─── SUPPLIED TEXT ───

For the HA of VPN links for most providers its handled automatically, AWS <->
Azure and AWS <-> GCP both are HA links offered by the provider. Azure <-> GCP
is a Classic VPN so we need two of them and we need to manage the routes to
make sure they would fail over in the event of a loss of one system.

Throughput is another story, we are very much limited by the throughput of the
various VPN's. We haven't pushed GCP or Azure to the max to see what they can
do, but according to the documentation we should be expecting around 300Mbps
across each link in the mesh before we start to see throttling. At that point
it makes sense for us to move to a co-located exchange and peer with dedicated
connections.

Finally for other providers, when we start to get them inbound we will be
looking at using the transit gateway's of the various providers to reduce the
total number off links needed, or standing up virtual routers to act as
exchanges.

Hopefully we will be doing another post with more technical details and some
benchmarks!

------
2ion
> Abhi: Hi team! On the level of our Kubernetes operator, what do you think
> was the hardest challenge in making multi-cloud databases work?

Multi-cloud is a network problem. Ask anybody who knows what they're doing: is
it the best idea to have dependencies over WAN? No. Can it be a solution to a
problem? Yes, but what's your problem? PlanetScale might have a case if their
product _sells.

_ Then* only come the platform problems.

------
alex_young
This is an advertisement

------
jspaetzel
Square peg, round hole.

─── SUPPLIED RECORDS ───

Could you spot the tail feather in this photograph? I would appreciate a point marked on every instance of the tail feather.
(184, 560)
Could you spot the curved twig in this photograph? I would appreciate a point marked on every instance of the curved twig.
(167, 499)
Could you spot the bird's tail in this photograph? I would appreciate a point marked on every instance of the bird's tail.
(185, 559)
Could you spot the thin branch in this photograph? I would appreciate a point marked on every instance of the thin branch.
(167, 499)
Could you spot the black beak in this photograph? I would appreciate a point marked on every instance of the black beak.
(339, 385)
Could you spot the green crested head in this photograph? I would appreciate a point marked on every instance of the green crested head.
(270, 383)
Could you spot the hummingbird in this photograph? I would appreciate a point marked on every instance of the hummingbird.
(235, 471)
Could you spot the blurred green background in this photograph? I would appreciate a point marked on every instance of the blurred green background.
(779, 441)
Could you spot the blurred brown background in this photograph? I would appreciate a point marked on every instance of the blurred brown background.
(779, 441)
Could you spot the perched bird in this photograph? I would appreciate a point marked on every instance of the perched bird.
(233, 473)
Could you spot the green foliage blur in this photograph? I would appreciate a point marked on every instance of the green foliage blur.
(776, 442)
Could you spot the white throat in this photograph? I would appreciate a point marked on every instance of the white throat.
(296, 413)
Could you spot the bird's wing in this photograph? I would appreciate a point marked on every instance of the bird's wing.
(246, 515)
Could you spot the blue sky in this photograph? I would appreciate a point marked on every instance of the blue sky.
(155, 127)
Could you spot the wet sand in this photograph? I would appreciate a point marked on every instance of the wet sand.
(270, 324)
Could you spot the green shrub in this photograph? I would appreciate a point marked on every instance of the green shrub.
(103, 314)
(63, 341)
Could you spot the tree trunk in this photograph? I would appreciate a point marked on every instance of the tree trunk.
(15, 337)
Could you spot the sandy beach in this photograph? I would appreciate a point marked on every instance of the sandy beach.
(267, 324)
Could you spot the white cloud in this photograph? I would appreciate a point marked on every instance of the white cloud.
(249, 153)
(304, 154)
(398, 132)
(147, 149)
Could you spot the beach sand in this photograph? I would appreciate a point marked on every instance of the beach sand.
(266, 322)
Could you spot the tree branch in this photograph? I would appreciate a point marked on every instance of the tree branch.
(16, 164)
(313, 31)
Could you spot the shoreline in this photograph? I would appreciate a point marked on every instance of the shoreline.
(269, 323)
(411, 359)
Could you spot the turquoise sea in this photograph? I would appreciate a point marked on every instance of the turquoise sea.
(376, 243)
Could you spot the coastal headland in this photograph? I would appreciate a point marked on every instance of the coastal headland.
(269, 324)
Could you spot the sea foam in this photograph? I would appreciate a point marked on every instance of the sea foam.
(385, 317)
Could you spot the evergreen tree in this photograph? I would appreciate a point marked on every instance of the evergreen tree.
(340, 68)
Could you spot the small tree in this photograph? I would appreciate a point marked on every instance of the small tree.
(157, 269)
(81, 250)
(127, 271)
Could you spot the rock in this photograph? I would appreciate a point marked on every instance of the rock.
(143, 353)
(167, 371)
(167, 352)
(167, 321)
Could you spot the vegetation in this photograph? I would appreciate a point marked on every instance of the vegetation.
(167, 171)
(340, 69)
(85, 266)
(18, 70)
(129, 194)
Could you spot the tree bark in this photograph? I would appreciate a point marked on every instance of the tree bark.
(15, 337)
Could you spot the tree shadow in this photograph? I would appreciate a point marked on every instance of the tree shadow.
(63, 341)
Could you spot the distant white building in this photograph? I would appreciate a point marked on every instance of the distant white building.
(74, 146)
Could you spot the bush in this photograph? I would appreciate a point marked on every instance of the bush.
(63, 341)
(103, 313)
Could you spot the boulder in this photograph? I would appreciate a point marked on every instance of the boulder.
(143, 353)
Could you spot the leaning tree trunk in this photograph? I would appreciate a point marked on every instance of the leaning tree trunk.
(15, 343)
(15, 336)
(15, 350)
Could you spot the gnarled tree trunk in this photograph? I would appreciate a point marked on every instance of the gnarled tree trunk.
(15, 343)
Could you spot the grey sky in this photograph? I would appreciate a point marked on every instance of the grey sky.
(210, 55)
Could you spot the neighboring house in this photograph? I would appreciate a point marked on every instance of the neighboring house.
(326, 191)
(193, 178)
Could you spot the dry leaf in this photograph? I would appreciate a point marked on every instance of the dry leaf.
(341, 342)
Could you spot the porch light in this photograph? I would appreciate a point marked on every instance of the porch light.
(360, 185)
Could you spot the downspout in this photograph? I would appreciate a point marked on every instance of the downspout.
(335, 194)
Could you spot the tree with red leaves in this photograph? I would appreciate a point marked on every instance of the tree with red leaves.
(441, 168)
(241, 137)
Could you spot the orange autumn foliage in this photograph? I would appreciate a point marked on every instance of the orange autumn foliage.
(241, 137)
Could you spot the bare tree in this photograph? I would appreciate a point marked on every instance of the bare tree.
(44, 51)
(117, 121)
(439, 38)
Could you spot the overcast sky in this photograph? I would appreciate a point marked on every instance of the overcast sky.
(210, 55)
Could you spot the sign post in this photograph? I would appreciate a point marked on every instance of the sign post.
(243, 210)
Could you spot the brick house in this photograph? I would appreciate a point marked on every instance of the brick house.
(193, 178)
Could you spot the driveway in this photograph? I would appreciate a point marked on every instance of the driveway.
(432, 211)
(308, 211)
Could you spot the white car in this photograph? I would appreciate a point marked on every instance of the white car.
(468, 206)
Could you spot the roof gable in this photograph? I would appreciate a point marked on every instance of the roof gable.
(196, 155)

───

PROBLEM REQUIREMENTS >>
Reproduce the multi-cloud networking thread word for word from "Throughput is another" to "connections.". Work only from the multi-cloud networking thread.

EXERCISE SOLUTION >>
Throughput is another story, we are very much limited by the throughput of the
various VPN's. We haven't pushed GCP or Azure to the max to see what they can
do, but according to the documentation we should be expecting around 300Mbps
across each link in the mesh before we start to see throttling. At that point
it makes sense for us to move to a co-located exchange and peer with dedicated
connections.